* Start Text *
Socialism is a society in which all the members of the community collectively determine their conditions of life and their way of living. In order to do so, they must own and control in common all the means of production. Unless the means of production are effectively in the hands of the whole society there can be no question of the democratic control of the conditions of life. Every capitalist competes with every other one for a market. If one capitalist does not compete, he is lost. Capitalism is a social system which breeds conflicts. It is a seething jungle of struggles wherein individuals, classes, nations, and empires fight against each other. Individual wage-earners vie with each other for jobs; capitalists outbid one another for markets; classes struggle against each other in the economic and political arenas; and nations are prepared to wipe each other off the map for the sake of expansionist conquest. Socialism will be won through the revolutionary overthrow of capitalism and the seizure of political power by the working class. Working people will control the great wealth they produce, they will be fundamentally able to determine their own futures. The end of exploitation of one person by another will be an unprecedented liberating and transforming force. Socialism will open the way for great changes in society.
* End Text *
§ **Aim 1**: Format the rows below, from the line containing "of the blue" through the last row, as a numbered list with blank lines left out.
* Start Exercise materials *
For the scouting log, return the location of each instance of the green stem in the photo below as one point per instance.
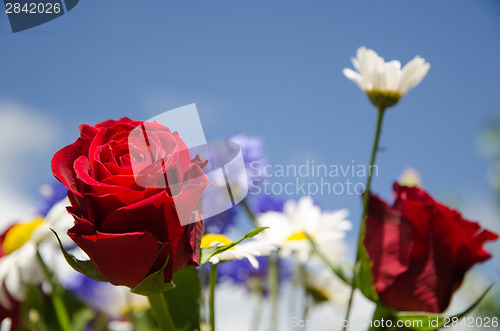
(213, 280)
(380, 319)
(257, 309)
(160, 311)
(58, 303)
(366, 200)
(273, 288)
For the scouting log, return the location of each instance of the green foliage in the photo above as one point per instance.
(430, 322)
(208, 252)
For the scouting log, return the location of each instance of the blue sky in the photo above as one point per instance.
(265, 68)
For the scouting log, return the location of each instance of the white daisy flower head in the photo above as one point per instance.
(385, 82)
(19, 264)
(288, 229)
(325, 286)
(248, 249)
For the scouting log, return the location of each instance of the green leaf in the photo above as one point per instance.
(364, 279)
(81, 319)
(430, 322)
(185, 299)
(336, 269)
(82, 266)
(208, 252)
(154, 283)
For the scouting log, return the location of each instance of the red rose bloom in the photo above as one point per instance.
(420, 250)
(132, 187)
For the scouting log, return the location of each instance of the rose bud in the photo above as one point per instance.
(135, 196)
(420, 250)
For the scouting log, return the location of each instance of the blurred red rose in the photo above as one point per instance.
(132, 187)
(421, 250)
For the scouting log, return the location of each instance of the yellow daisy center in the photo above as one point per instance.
(297, 236)
(209, 239)
(19, 234)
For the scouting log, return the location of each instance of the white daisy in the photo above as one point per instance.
(247, 249)
(385, 82)
(288, 229)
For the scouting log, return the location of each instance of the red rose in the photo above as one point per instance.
(133, 187)
(421, 250)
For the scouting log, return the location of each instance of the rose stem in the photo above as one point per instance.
* End Exercise materials *
§ **Aim 2**: How does the text on socialism say socialism will be won?

§ **Task result 1**:
1. For the scouting log, return the location of each instance of the blue sky in the photo above as one point per instance.
2. (265, 68)
3. For the scouting log, return the location of each instance of the white daisy flower head in the photo above as one point per instance.
4. (385, 82)
5. (19, 264)
6. (288, 229)
7. (325, 286)
8. (248, 249)
9. For the scouting log, return the location of each instance of the green leaf in the photo above as one point per instance.
10. (364, 279)
11. (81, 319)
12. (430, 322)
13. (185, 299)
14. (336, 269)
15. (82, 266)
16. (208, 252)
17. (154, 283)
18. For the scouting log, return the location of each instance of the red rose bloom in the photo above as one point per instance.
19. (420, 250)
20. (132, 187)
21. For the scouting log, return the location of each instance of the rose bud in the photo above as one point per instance.
22. (135, 196)
23. (420, 250)
24. For the scouting log, return the location of each instance of the blurred red rose in the photo above as one point per instance.
25. (132, 187)
26. (421, 250)
27. For the scouting log, return the location of each instance of the yellow daisy center in the photo above as one point per instance.
28. (297, 236)
29. (209, 239)
30. (19, 234)
31. For the scouting log, return the location of each instance of the white daisy in the photo above as one point per instance.
32. (247, 249)
33. (385, 82)
34. (288, 229)
35. For the scouting log, return the location of each instance of the red rose in the photo above as one point per instance.
36. (133, 187)
37. (421, 250)
38. For the scouting log, return the location of each instance of the rose stem in the photo above as one point per instance.

§ **Task result 2**: Through the revolutionary overthrow of capitalism and the seizure of political power by the working class.